First one was lying on my left side, I was too exhausted for anything else. Second 2 were kneeling leaning over something - #2 was my water birth so I was leaning over the the tub, #3 was an home birth (no midwife, she didn't believe me when I told her things were picking up) and I ended up kneeling in front of the toilet holding on to the bathtub and my husband caught the baby from behind. Kneeling was great, less than 10 minutes pushing with #2 and about 15 minutes with #3.


----------



## marcie13 (Apr 9, 2011)

I was in our bed, on my hands and knees. I'd tried to labor in the pool we rented, but I was the first to use this particular pool, and the circumference wasn't as large as their previous pools. I wasn't able to stretch my legs out entirely straight, which was what I needed to do, so I left the pool and went to our bedroom. (Of course, I had an old fitted sheet on top of a couple of shower curtains on top of another fitted sheet on the bed.) With the incredible help of our CNM, doula, my husband and 2 best friends, our little guy arrived right where he was made! It was a hugely empowering and incredible experience.


----------



## JudiAU (Jun 29, 2008)

1: On my back with an epidural

2: unplanned, unassisted on the toilet at home, any other place intolerable (really rough 2 hour labor, posterior baby, broken water)

3: planned home birth with midwife, on the toilet at home, any other place totally intolerable, spent about 5 minutes in birthing tub (really rough 2 hour labor, posterior baby, broken water)

**Provided material:**
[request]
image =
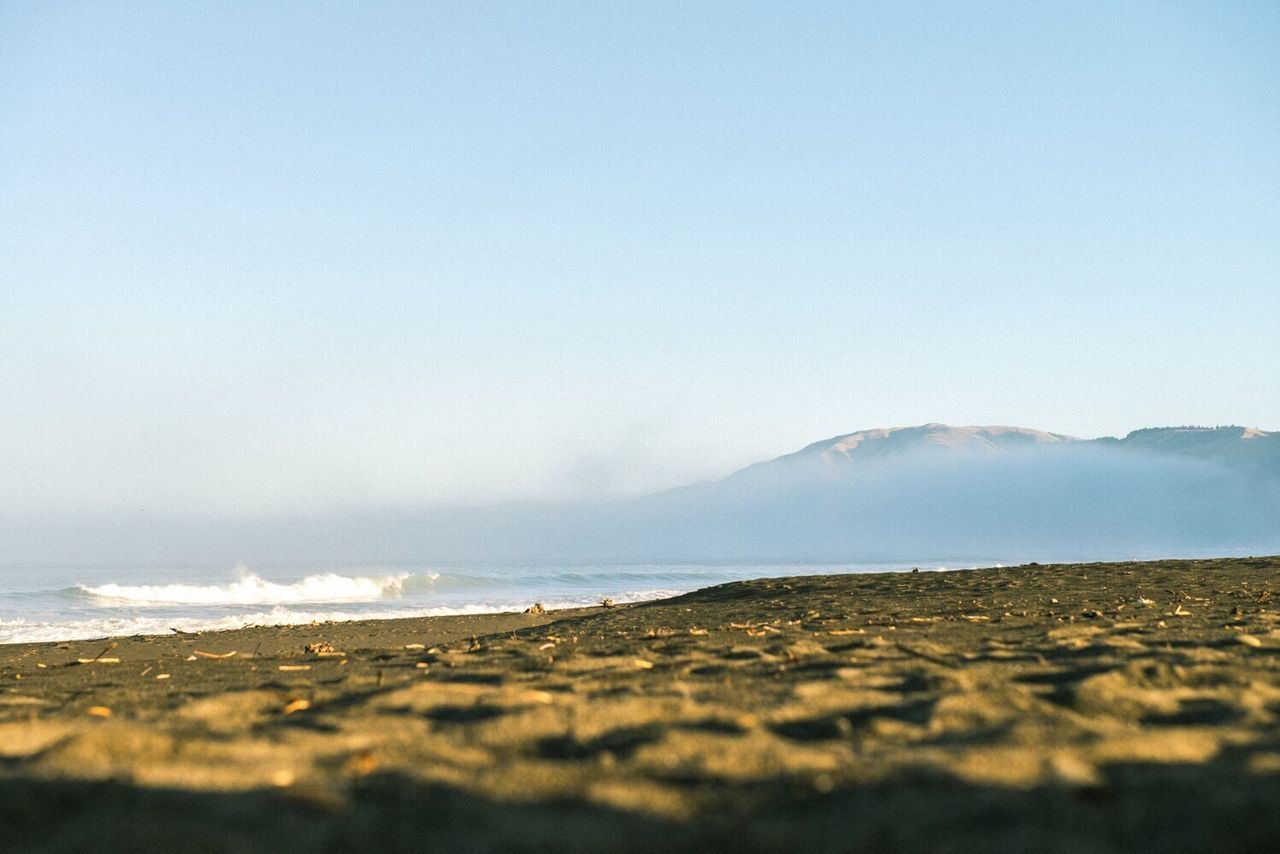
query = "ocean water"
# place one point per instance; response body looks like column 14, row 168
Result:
column 71, row 603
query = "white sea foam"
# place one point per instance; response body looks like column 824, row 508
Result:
column 252, row 589
column 17, row 631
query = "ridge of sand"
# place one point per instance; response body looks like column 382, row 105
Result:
column 1082, row 707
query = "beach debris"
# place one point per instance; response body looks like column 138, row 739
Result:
column 99, row 657
column 362, row 763
column 324, row 649
column 536, row 697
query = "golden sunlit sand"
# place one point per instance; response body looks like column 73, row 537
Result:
column 1082, row 707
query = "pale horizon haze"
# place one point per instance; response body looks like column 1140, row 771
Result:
column 312, row 257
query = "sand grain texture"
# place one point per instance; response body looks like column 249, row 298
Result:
column 1063, row 708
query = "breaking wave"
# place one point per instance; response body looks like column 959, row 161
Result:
column 252, row 589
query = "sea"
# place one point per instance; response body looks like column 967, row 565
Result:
column 50, row 603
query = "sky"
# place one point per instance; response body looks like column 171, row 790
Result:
column 309, row 257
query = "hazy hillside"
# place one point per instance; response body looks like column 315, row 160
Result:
column 929, row 492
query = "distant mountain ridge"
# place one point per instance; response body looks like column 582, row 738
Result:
column 1237, row 447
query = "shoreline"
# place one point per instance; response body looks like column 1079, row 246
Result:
column 1077, row 707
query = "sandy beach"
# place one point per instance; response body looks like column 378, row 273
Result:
column 1060, row 708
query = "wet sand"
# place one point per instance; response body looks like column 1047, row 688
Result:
column 1057, row 708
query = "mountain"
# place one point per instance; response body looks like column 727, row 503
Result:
column 1244, row 448
column 988, row 492
column 927, row 494
column 1238, row 447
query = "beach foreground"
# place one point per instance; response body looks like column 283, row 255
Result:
column 1082, row 707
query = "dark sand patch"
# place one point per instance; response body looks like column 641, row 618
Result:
column 1084, row 707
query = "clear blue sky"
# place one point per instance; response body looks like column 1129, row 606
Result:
column 295, row 256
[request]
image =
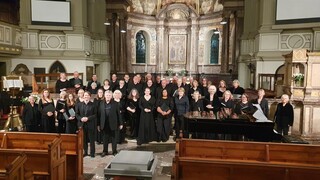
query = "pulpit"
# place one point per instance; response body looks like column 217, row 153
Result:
column 13, row 84
column 301, row 82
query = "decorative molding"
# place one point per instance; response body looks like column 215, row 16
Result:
column 52, row 42
column 292, row 41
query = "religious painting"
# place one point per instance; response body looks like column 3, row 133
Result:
column 177, row 49
column 89, row 71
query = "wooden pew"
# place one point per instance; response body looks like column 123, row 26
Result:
column 71, row 143
column 14, row 169
column 208, row 159
column 47, row 163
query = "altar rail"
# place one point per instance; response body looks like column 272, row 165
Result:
column 48, row 81
column 207, row 159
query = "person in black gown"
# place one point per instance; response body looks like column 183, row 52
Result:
column 147, row 132
column 97, row 101
column 47, row 109
column 86, row 114
column 181, row 103
column 284, row 115
column 71, row 125
column 109, row 122
column 263, row 102
column 133, row 111
column 196, row 104
column 31, row 115
column 62, row 84
column 212, row 102
column 164, row 108
column 226, row 105
column 61, row 108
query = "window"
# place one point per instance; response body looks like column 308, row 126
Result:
column 140, row 48
column 214, row 49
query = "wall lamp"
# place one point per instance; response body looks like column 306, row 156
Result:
column 223, row 21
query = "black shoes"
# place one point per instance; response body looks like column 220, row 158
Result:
column 104, row 154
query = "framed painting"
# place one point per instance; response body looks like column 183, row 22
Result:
column 89, row 72
column 177, row 49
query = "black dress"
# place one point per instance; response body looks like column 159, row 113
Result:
column 164, row 122
column 47, row 122
column 61, row 104
column 31, row 117
column 196, row 105
column 147, row 132
column 71, row 124
column 134, row 118
column 61, row 85
column 284, row 118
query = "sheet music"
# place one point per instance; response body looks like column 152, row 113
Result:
column 259, row 115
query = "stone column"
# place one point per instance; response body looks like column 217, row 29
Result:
column 225, row 47
column 192, row 63
column 25, row 14
column 122, row 60
column 79, row 17
column 160, row 43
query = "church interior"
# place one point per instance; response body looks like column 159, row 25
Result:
column 273, row 45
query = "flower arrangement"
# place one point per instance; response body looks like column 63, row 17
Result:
column 26, row 99
column 169, row 71
column 183, row 72
column 298, row 77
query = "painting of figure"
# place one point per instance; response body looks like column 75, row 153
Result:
column 177, row 49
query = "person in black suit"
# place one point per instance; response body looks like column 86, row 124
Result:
column 236, row 89
column 262, row 102
column 31, row 116
column 212, row 102
column 284, row 115
column 109, row 122
column 196, row 104
column 164, row 108
column 93, row 85
column 62, row 84
column 76, row 82
column 86, row 114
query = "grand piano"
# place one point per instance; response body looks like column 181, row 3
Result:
column 199, row 126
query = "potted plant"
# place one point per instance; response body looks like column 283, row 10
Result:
column 298, row 79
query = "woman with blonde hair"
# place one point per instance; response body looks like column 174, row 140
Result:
column 284, row 115
column 71, row 124
column 181, row 107
column 61, row 108
column 47, row 109
column 222, row 88
column 133, row 110
column 226, row 105
column 117, row 97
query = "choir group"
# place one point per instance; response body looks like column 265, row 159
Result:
column 116, row 109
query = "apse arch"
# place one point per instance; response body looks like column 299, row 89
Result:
column 139, row 47
column 56, row 67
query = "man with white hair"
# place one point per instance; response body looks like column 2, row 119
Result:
column 109, row 122
column 284, row 115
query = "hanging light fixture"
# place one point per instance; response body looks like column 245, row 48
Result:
column 107, row 23
column 223, row 21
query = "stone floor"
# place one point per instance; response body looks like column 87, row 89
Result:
column 93, row 167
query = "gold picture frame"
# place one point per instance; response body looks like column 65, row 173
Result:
column 177, row 49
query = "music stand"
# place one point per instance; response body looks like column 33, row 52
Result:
column 11, row 84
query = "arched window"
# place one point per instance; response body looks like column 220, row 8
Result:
column 214, row 49
column 140, row 48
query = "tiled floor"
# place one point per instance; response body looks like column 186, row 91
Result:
column 93, row 167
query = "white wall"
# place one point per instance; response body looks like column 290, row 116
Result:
column 70, row 65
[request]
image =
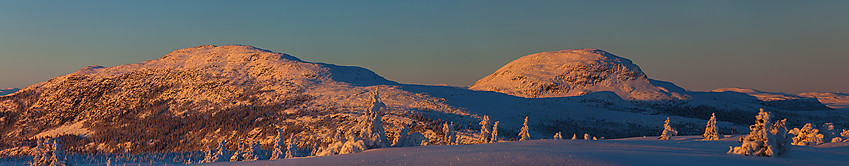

**Problem statement:** Copy the birth-position thread from "I was in our" to "and incredible experience.", swapping "fitted sheet" for "flat sheet" throughout.

**Answer to the problem:**
I was in our bed, on my hands and knees. I'd tried to labor in the pool we rented, but I was the first to use this particular pool, and the circumference wasn't as large as their previous pools. I wasn't able to stretch my legs out entirely straight, which was what I needed to do, so I left the pool and went to our bedroom. (Of course, I had an old flat sheet on top of a couple of shower curtains on top of another flat sheet on the bed.) With the incredible help of our CNM, doula, my husband and 2 best friends, our little guy arrived right where he was made! It was a hugely empowering and incredible experience.